Copy everything in the records below, from the line containing "314, row 90." down to the line containing "column 1436, row 18", word for word. Include both of those lines.

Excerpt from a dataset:
--- start ---

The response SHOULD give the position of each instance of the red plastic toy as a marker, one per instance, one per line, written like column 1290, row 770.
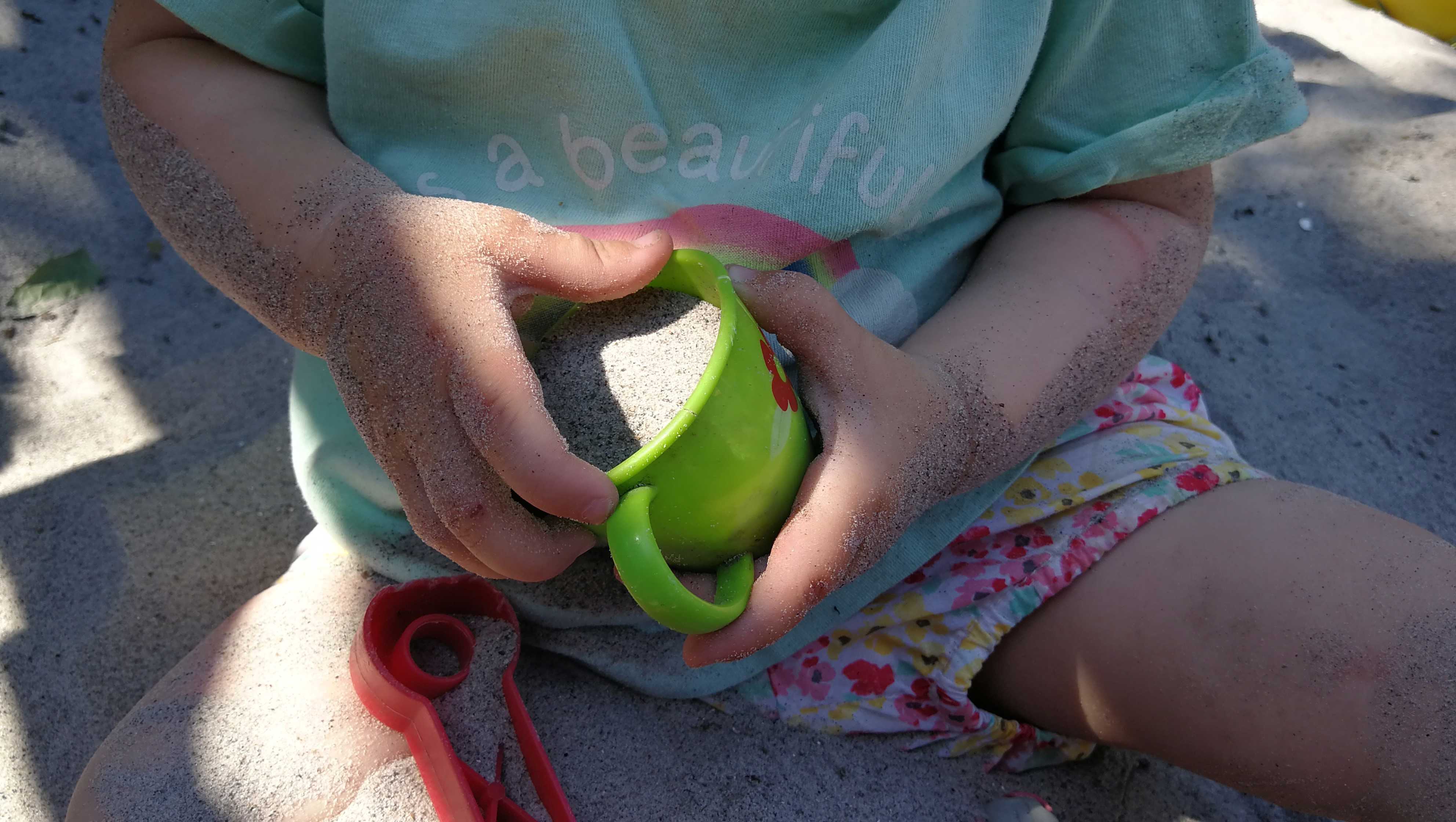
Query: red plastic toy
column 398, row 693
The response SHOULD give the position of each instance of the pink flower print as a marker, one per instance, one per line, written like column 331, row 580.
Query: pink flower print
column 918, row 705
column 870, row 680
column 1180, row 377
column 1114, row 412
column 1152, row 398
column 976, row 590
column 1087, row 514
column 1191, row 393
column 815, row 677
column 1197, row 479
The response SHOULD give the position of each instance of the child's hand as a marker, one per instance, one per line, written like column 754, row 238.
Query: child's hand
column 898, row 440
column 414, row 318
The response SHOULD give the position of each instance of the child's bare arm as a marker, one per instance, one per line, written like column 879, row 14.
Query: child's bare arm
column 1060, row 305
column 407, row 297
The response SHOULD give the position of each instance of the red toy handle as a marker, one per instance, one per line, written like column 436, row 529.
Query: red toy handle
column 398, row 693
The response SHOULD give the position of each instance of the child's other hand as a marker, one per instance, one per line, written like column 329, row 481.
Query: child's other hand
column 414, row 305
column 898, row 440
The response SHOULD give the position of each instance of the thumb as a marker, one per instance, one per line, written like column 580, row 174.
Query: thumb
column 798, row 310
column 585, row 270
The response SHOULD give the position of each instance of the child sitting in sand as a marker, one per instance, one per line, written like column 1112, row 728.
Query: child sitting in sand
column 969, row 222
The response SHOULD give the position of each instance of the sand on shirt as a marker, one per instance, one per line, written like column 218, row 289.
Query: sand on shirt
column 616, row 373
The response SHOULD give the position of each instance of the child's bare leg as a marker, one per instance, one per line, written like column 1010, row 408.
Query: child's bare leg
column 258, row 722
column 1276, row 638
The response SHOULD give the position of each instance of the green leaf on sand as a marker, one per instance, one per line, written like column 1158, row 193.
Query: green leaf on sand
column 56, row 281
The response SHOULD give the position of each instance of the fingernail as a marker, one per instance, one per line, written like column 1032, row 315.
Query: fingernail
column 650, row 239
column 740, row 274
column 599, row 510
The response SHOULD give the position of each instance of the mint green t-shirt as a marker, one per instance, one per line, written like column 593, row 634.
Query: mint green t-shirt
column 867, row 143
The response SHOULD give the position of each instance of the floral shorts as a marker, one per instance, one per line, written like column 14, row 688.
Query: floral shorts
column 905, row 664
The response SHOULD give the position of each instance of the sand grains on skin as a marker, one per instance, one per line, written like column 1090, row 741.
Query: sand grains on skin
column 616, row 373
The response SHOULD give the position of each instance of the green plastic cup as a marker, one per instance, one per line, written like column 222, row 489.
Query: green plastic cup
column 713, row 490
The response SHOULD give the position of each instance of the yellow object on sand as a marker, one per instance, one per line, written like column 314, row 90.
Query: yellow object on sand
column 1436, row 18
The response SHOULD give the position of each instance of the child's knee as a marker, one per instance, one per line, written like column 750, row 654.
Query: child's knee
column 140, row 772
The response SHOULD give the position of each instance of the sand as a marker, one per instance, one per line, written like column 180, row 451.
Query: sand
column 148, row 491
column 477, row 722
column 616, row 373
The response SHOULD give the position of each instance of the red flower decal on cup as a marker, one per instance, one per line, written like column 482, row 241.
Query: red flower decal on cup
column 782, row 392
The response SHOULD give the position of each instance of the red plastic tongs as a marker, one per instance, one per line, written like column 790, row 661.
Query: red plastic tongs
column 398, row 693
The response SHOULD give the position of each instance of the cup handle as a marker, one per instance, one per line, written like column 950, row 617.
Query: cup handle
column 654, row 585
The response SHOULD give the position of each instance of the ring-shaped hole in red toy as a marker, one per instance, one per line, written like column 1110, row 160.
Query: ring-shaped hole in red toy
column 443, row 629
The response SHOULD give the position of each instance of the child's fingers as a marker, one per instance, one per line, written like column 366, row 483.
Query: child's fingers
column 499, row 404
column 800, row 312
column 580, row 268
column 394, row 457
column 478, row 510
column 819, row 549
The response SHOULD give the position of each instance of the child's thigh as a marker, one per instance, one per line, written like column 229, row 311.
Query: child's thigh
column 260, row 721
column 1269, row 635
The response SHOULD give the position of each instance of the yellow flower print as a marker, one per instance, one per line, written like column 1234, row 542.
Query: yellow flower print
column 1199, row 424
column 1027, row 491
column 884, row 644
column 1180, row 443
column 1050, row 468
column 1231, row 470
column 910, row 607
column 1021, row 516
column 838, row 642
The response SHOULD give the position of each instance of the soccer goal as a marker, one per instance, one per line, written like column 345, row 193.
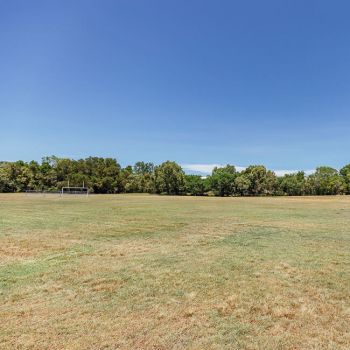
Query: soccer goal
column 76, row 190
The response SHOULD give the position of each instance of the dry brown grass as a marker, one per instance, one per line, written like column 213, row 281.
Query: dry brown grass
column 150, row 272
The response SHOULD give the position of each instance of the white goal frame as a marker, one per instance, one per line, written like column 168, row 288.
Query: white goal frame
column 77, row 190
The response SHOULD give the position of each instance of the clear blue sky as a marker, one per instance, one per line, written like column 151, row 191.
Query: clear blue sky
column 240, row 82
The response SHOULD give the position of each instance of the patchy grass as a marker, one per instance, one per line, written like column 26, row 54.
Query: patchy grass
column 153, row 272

--- end ---

Exercise result:
The response SHOULD give the position of each instance of the yellow object on sand as a marker, one per instance, one per line, written like column 314, row 90.
Query: yellow object on sand
column 1436, row 18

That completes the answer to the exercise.